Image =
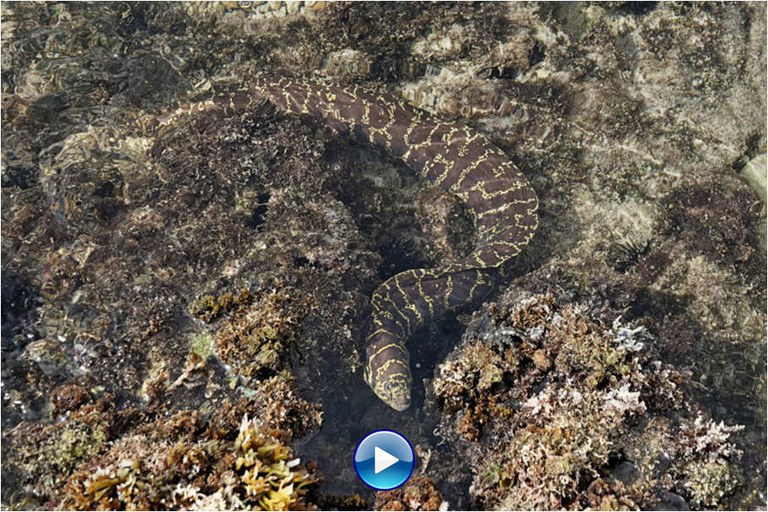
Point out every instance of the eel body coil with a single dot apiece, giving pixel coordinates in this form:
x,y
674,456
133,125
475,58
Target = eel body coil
x,y
499,198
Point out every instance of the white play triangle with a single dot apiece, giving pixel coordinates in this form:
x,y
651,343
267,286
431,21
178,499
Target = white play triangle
x,y
382,460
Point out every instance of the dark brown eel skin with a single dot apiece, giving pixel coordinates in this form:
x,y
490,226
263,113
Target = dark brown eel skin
x,y
501,202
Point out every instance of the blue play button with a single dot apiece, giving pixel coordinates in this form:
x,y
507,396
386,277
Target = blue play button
x,y
384,460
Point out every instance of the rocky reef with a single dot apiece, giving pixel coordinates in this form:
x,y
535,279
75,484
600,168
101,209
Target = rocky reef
x,y
182,308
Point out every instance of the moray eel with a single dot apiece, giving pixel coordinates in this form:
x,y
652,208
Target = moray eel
x,y
501,202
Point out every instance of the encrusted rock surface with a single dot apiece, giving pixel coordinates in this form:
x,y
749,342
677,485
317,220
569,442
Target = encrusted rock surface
x,y
158,288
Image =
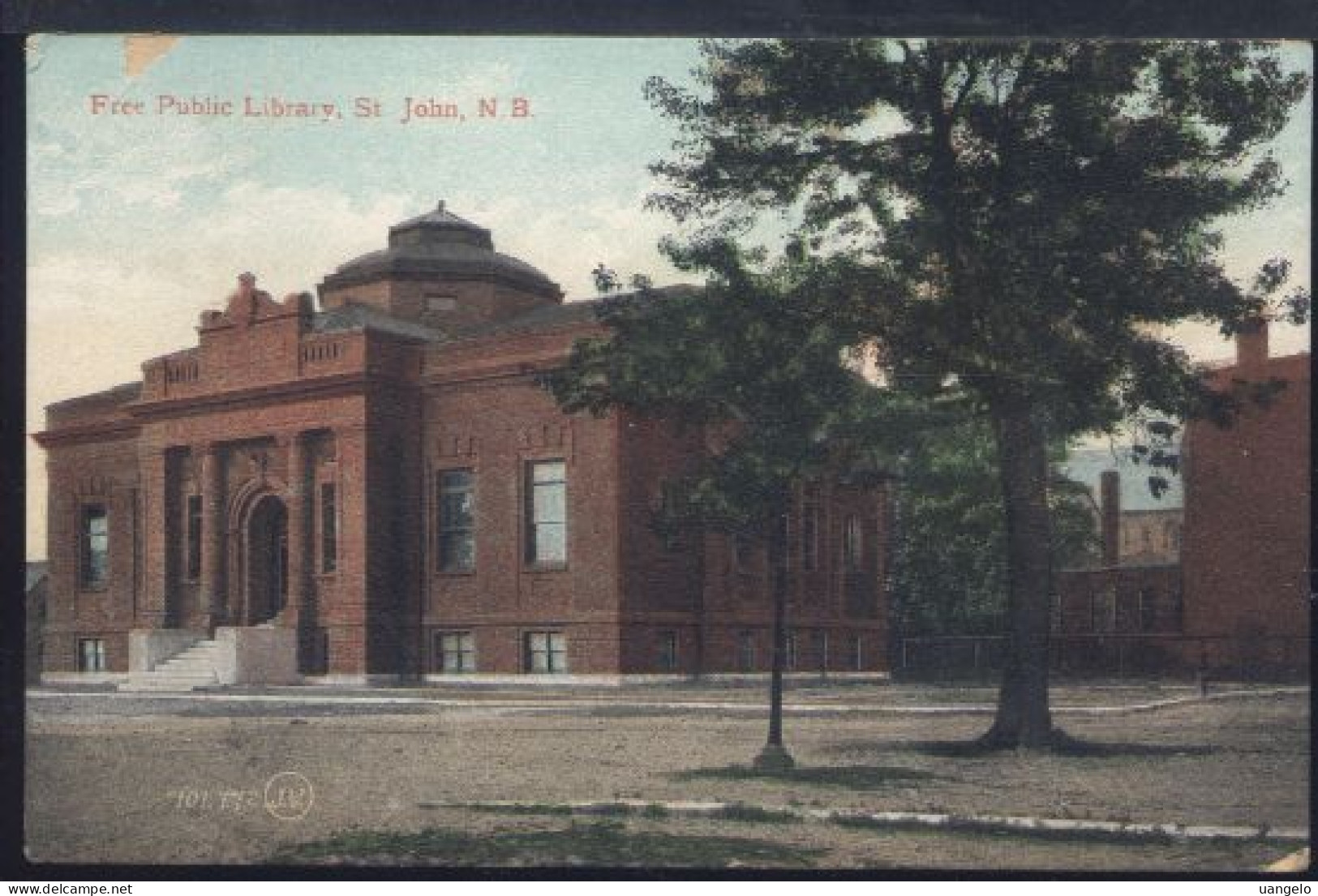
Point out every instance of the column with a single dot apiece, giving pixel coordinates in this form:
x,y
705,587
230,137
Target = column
x,y
299,527
153,609
214,609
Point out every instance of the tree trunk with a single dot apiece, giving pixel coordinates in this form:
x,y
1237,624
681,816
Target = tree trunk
x,y
775,757
1023,718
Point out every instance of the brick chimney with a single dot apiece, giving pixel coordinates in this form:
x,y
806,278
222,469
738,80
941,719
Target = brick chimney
x,y
1252,344
1110,510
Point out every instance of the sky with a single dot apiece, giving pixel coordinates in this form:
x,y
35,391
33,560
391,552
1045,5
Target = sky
x,y
141,216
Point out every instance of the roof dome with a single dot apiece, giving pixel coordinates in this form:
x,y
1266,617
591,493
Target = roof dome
x,y
440,244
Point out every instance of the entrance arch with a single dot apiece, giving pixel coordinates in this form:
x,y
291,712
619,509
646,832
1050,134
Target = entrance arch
x,y
267,559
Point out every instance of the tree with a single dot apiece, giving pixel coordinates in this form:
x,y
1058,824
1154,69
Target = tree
x,y
741,358
1007,219
948,575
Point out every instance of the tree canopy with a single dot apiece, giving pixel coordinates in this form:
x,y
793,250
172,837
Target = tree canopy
x,y
1008,219
1008,225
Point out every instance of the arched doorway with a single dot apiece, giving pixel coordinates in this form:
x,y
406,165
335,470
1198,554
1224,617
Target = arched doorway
x,y
267,560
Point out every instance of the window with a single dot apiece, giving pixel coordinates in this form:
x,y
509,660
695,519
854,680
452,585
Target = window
x,y
668,651
95,546
328,527
1148,609
1103,609
457,502
546,651
455,651
741,551
809,537
194,537
779,543
91,655
546,512
853,543
746,651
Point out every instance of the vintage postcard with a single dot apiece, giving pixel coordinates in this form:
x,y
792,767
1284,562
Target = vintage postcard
x,y
341,548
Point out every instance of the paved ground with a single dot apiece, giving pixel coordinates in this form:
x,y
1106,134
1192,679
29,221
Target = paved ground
x,y
230,778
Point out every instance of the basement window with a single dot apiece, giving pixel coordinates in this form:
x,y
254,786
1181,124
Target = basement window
x,y
91,655
546,651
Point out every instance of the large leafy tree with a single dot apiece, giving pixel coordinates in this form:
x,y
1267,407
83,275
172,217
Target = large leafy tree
x,y
948,564
754,369
1005,217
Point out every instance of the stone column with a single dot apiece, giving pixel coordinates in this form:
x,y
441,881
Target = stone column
x,y
214,607
299,526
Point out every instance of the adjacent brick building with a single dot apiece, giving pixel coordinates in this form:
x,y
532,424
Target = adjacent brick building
x,y
384,478
1247,521
1235,601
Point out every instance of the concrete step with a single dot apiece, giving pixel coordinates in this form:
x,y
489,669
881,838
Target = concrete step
x,y
189,670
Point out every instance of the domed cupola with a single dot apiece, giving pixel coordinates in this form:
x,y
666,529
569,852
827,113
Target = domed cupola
x,y
440,270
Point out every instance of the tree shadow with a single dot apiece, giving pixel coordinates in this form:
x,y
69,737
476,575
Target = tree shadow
x,y
1063,744
599,843
849,776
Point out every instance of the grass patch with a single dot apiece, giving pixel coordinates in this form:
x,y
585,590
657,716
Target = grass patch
x,y
741,812
599,843
866,778
522,809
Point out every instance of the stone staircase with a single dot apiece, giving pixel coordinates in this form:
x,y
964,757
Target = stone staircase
x,y
189,670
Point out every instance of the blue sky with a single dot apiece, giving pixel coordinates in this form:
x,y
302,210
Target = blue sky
x,y
139,223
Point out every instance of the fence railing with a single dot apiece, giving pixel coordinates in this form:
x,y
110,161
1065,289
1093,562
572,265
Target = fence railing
x,y
1113,655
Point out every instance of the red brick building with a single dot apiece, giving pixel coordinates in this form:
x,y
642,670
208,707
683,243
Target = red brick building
x,y
1247,521
380,487
1237,601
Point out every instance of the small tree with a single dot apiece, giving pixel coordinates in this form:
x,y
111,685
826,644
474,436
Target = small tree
x,y
745,358
1003,217
948,569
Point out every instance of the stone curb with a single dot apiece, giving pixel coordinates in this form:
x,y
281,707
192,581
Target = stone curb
x,y
1018,825
671,705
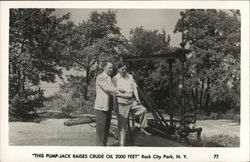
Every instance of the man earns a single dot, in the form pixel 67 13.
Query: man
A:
pixel 128 101
pixel 103 103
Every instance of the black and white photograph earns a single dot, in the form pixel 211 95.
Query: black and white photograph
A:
pixel 125 78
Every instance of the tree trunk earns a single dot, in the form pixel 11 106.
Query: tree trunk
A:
pixel 87 83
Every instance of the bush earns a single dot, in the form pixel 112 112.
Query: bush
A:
pixel 24 106
pixel 222 140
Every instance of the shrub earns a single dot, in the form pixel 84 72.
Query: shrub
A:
pixel 222 140
pixel 24 106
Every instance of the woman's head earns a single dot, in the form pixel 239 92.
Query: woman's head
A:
pixel 122 68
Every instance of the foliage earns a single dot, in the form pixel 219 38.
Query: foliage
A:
pixel 36 42
pixel 213 68
pixel 94 40
pixel 23 106
pixel 221 140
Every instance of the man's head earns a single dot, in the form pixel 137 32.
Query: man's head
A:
pixel 122 69
pixel 108 68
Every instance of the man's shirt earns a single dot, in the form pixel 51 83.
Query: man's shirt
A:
pixel 127 84
pixel 103 88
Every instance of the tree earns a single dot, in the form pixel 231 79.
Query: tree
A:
pixel 36 42
pixel 93 41
pixel 213 68
pixel 153 75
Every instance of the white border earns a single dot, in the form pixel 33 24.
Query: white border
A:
pixel 24 153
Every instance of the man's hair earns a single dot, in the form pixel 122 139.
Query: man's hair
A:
pixel 121 64
pixel 105 63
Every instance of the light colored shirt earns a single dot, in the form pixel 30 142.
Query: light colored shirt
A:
pixel 103 89
pixel 127 84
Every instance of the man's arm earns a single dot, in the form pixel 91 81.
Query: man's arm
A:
pixel 135 90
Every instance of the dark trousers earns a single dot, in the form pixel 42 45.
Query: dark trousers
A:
pixel 103 119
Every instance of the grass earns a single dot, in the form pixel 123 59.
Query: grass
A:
pixel 220 140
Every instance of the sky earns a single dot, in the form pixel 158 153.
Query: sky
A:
pixel 127 19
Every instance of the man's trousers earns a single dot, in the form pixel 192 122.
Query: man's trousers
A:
pixel 103 119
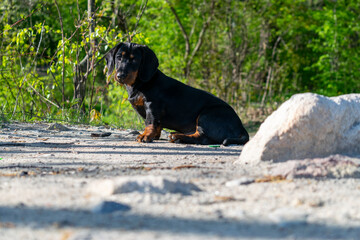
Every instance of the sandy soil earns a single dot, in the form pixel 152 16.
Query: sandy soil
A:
pixel 45 177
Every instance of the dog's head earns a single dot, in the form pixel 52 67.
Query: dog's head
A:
pixel 131 61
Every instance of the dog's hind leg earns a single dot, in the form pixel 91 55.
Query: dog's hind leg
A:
pixel 195 138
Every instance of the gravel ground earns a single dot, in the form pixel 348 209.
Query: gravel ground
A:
pixel 52 187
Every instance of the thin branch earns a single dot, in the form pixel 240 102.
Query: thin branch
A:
pixel 25 76
pixel 202 34
pixel 138 17
pixel 63 55
pixel 183 31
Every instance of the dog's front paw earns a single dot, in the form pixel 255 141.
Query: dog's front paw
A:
pixel 144 138
pixel 173 137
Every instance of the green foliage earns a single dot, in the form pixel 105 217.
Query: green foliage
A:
pixel 253 53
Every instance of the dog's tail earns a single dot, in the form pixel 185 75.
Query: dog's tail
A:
pixel 240 141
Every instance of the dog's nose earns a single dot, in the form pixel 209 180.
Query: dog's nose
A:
pixel 121 75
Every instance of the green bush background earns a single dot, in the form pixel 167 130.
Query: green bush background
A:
pixel 252 54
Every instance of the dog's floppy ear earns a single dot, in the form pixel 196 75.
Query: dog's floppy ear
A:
pixel 149 64
pixel 110 59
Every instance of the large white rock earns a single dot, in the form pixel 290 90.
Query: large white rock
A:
pixel 307 126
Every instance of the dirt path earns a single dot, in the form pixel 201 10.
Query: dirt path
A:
pixel 51 188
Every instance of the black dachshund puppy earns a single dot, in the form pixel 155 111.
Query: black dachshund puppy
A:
pixel 198 117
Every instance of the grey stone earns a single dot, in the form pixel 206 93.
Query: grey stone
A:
pixel 288 217
pixel 105 207
pixel 240 181
pixel 57 127
pixel 307 126
pixel 142 184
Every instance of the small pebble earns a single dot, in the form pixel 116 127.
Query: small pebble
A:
pixel 105 207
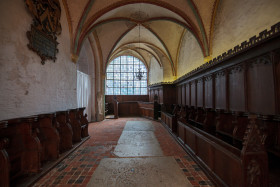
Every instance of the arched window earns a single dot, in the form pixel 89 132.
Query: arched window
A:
pixel 121 77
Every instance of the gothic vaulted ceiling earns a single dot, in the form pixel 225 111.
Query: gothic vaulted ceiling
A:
pixel 144 29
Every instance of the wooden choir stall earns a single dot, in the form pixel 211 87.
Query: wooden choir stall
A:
pixel 27 144
pixel 226 113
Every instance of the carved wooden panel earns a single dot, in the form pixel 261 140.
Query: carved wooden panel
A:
pixel 209 92
pixel 193 93
pixel 200 94
pixel 277 78
pixel 261 93
pixel 220 90
pixel 179 95
pixel 236 89
pixel 184 94
pixel 160 95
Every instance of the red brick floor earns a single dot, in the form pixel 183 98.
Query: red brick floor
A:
pixel 78 167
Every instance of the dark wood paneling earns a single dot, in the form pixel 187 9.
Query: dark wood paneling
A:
pixel 261 93
pixel 193 93
pixel 179 94
pixel 209 92
pixel 183 95
pixel 237 89
pixel 276 65
pixel 188 94
pixel 200 93
pixel 124 98
pixel 220 90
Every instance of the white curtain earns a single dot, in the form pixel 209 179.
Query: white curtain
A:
pixel 83 92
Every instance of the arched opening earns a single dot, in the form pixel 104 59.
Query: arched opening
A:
pixel 126 75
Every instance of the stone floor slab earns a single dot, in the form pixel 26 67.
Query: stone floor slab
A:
pixel 138 172
pixel 139 126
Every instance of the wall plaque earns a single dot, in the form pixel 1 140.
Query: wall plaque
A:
pixel 45 28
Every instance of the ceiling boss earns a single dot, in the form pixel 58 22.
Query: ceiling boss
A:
pixel 45 28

#### What the task asks
Gather each line from the entries above that includes the word "shrub".

#### Response for this exercise
Every instance of the shrub earns a single dot, in the form pixel 84 72.
Query: shrub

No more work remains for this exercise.